Task instructions
Rewrite the material below as a JSON list of strings with one string per line, and leave out any blank lines.

Excerpts from labeled region data:
--- start ---
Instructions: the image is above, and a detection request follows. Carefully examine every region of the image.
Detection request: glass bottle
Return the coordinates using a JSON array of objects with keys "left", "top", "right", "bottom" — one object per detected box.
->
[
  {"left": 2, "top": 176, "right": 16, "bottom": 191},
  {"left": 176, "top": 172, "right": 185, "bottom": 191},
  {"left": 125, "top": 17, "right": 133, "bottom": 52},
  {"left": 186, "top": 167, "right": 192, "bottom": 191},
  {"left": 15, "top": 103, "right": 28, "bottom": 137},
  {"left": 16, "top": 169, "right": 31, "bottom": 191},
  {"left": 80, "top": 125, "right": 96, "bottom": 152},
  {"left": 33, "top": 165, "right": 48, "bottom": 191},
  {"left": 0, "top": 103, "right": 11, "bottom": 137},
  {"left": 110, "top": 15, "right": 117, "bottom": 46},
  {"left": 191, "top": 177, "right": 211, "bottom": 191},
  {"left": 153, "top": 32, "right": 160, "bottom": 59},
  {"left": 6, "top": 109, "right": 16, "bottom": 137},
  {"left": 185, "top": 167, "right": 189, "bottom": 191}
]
--- end ---
Response to this exercise
[
  "Instructions: the image is above, and a detection request follows. Carefully examine every region of the image.",
  "Detection request: glass bottle",
  "Return the coordinates using a JSON array of objects with keys \"left\", \"top\", \"right\", \"bottom\" — one object per detected box.",
  "->",
  "[",
  "  {\"left\": 2, \"top\": 176, \"right\": 16, \"bottom\": 191},",
  "  {\"left\": 176, \"top\": 172, \"right\": 185, \"bottom\": 191},",
  "  {\"left\": 125, \"top\": 17, \"right\": 133, \"bottom\": 52},",
  "  {\"left\": 186, \"top\": 167, \"right\": 192, \"bottom\": 191},",
  "  {\"left\": 15, \"top\": 103, \"right\": 28, \"bottom\": 137},",
  "  {\"left\": 16, \"top\": 169, \"right\": 31, \"bottom\": 191},",
  "  {\"left\": 80, \"top\": 125, \"right\": 96, \"bottom\": 152},",
  "  {\"left\": 33, \"top\": 165, \"right\": 48, \"bottom\": 191},",
  "  {\"left\": 0, \"top\": 103, \"right\": 11, \"bottom\": 137},",
  "  {\"left\": 110, \"top\": 15, \"right\": 117, \"bottom\": 46},",
  "  {\"left\": 191, \"top\": 177, \"right\": 211, \"bottom\": 191},",
  "  {\"left\": 153, \"top\": 32, \"right\": 160, \"bottom\": 59},",
  "  {\"left\": 6, \"top\": 109, \"right\": 16, \"bottom\": 137},",
  "  {\"left\": 185, \"top\": 167, \"right\": 189, \"bottom\": 191}",
  "]"
]